• Description of the task
Return only these lines, exactly: the one containing "hey can you find the white painted" and every line after it in the listing.

• Supplied records
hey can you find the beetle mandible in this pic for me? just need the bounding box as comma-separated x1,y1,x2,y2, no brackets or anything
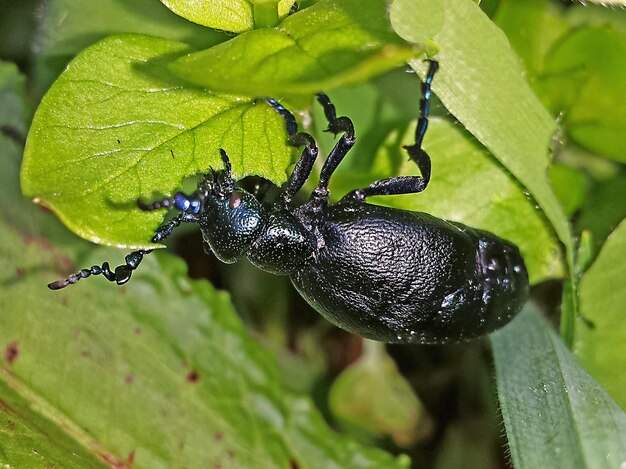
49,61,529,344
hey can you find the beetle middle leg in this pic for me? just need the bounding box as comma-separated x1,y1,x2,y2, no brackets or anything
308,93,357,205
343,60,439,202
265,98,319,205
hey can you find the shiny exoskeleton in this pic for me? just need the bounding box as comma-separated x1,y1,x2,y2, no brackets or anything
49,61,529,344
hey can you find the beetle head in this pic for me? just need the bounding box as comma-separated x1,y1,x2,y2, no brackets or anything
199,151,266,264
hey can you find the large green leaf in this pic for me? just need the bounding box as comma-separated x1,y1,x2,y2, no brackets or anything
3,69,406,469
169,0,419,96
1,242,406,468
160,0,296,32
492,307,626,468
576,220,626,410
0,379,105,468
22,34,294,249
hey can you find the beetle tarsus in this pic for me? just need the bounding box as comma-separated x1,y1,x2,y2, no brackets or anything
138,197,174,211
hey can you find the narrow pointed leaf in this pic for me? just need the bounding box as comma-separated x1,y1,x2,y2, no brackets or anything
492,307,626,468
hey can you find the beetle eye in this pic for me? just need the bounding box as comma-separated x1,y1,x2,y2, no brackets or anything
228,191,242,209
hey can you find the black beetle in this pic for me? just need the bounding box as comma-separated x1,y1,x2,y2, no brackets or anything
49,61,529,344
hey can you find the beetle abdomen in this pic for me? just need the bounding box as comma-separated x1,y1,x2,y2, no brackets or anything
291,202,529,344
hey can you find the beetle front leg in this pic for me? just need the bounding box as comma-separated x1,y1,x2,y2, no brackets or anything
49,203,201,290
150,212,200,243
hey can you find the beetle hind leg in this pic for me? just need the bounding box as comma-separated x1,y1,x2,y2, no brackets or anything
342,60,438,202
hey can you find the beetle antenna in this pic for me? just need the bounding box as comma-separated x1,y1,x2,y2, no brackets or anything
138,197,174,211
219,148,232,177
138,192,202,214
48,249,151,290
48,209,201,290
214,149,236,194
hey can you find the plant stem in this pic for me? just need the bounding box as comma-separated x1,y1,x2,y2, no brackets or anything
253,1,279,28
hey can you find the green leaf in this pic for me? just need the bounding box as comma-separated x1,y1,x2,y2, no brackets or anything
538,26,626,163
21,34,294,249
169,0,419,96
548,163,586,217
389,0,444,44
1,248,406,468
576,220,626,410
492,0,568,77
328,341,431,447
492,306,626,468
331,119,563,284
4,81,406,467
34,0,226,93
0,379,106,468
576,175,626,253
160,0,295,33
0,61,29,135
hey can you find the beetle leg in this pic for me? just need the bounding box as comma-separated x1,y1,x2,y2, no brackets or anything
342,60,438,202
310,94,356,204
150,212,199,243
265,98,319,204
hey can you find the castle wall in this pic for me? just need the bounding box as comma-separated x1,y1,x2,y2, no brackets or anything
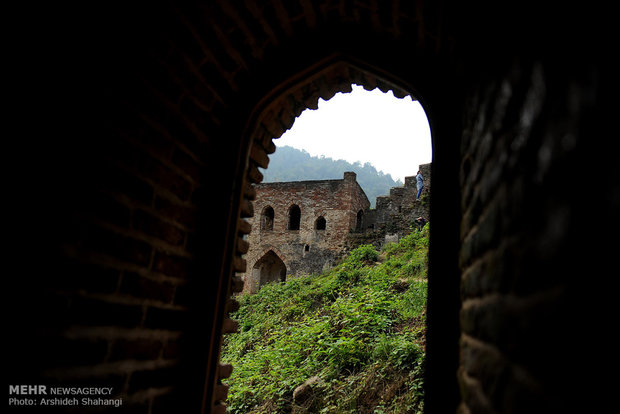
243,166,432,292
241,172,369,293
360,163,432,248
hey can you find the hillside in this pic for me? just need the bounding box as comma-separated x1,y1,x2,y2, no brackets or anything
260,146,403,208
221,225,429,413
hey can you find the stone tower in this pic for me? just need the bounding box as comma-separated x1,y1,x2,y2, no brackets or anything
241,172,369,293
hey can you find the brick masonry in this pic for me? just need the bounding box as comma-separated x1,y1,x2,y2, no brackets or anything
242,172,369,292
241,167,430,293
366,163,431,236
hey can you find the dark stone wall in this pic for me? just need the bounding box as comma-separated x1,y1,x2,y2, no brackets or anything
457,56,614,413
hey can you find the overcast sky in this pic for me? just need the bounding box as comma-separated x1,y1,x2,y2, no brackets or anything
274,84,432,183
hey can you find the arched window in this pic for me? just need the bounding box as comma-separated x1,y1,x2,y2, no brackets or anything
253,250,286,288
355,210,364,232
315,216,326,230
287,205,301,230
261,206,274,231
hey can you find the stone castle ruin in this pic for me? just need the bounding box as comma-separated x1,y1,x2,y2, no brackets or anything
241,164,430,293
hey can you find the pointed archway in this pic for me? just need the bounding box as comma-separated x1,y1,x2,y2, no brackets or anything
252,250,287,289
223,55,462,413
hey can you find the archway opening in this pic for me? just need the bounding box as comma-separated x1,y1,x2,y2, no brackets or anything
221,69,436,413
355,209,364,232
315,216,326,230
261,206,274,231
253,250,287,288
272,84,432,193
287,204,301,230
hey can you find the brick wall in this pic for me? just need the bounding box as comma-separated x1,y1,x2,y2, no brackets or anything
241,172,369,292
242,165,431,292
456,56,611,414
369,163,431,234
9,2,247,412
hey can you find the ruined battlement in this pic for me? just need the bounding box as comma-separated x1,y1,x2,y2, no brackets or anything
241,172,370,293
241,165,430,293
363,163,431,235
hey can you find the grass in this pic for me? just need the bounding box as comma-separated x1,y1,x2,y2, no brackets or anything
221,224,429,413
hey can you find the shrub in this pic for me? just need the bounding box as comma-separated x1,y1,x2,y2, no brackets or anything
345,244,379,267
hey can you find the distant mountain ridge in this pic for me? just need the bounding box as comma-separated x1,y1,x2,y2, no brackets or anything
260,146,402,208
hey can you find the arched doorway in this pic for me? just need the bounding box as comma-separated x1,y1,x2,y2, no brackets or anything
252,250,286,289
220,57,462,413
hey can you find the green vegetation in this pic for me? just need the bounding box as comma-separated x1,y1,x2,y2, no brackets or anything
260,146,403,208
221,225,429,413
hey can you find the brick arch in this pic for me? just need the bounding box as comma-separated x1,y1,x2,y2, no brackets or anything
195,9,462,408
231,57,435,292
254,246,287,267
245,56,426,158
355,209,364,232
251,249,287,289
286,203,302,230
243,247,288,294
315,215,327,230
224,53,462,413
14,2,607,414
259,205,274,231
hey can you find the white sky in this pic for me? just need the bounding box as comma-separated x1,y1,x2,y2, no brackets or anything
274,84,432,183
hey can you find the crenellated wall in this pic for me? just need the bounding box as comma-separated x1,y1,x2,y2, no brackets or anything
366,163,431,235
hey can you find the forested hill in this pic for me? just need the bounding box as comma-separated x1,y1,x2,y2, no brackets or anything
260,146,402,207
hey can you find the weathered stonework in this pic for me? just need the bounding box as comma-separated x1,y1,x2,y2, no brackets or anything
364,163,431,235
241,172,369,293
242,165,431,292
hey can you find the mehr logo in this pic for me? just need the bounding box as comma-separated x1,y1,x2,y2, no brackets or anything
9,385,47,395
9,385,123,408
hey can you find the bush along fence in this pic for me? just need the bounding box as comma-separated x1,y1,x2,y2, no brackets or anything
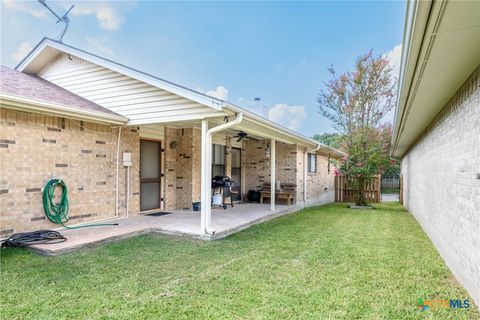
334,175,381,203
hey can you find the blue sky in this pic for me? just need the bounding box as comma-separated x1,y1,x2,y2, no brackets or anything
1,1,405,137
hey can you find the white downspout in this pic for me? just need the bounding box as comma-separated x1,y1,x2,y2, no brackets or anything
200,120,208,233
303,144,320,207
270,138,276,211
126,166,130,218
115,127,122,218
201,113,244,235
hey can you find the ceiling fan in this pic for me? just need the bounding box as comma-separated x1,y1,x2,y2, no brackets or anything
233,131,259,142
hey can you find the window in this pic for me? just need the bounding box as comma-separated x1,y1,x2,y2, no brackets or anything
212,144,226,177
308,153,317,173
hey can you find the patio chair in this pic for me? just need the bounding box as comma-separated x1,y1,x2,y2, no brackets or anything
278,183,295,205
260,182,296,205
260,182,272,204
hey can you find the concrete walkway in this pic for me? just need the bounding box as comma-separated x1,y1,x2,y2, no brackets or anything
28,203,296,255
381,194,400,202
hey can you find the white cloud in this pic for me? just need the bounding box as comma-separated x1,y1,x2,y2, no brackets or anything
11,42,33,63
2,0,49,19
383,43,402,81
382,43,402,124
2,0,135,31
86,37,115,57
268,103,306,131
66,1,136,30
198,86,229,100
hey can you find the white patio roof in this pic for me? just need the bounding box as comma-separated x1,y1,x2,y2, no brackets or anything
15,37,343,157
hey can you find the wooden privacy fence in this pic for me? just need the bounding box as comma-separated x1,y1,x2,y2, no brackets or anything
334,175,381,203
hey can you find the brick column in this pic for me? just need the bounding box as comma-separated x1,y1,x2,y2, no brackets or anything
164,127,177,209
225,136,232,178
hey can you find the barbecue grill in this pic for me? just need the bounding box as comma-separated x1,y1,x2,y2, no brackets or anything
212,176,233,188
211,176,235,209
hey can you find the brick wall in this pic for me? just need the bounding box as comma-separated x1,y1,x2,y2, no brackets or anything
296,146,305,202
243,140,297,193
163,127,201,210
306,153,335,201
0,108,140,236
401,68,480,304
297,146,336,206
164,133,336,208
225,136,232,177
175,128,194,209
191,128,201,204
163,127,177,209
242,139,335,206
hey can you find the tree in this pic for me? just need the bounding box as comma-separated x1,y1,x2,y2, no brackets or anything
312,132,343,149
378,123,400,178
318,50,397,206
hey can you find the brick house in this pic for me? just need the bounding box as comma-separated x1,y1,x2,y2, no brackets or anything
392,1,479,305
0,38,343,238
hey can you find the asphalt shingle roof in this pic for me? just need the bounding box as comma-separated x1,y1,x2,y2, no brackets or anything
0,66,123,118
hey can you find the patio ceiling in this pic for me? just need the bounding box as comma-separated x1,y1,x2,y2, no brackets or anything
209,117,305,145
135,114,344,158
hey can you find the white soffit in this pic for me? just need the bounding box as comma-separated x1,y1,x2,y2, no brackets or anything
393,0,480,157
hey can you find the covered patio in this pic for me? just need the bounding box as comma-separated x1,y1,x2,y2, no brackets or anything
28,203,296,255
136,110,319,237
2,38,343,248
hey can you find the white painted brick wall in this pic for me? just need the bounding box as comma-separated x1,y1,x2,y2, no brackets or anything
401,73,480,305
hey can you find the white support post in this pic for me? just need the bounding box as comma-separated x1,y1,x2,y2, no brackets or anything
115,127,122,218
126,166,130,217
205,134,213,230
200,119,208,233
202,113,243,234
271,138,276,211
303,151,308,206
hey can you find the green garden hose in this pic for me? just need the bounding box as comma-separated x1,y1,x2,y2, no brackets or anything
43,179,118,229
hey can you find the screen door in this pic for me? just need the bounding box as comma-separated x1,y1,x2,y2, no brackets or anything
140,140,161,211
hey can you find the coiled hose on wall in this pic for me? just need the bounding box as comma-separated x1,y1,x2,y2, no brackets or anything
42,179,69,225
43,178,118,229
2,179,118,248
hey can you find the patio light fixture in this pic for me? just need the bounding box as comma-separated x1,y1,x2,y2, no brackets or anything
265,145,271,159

• Reply to the task
hey can you find the white painted brick wall in this pic for me? just need the bounding box as comma-separated x1,y1,x2,y2, no brackets or anything
401,73,480,305
hey can you find the white support post in this pic for me? just need the bounding box as comma-separated x1,y1,x2,y2, no brackets or anything
115,127,122,218
126,166,130,217
205,134,213,230
200,119,208,233
202,113,243,234
271,138,276,211
303,151,308,206
hey can you find the green garden hose in this pic for me? just need the bounding box as comma-separated x1,y1,x2,y2, no brackets or anything
43,179,118,229
hey can you find the screen door in this pic for me? just need the bounding box as comma-separated x1,y1,x2,y2, no brackets or anything
140,140,161,211
hey can you find the coiled hose on wall in this pic for me? just need the bounding box as comma-separated x1,y1,x2,y2, no brackets or anything
42,179,69,225
43,178,118,229
2,179,118,248
hey can you find the patio light fixture in this pic for me? just need the bounding box as comma-separated x1,y1,x2,y2, no brackets or anything
265,145,271,159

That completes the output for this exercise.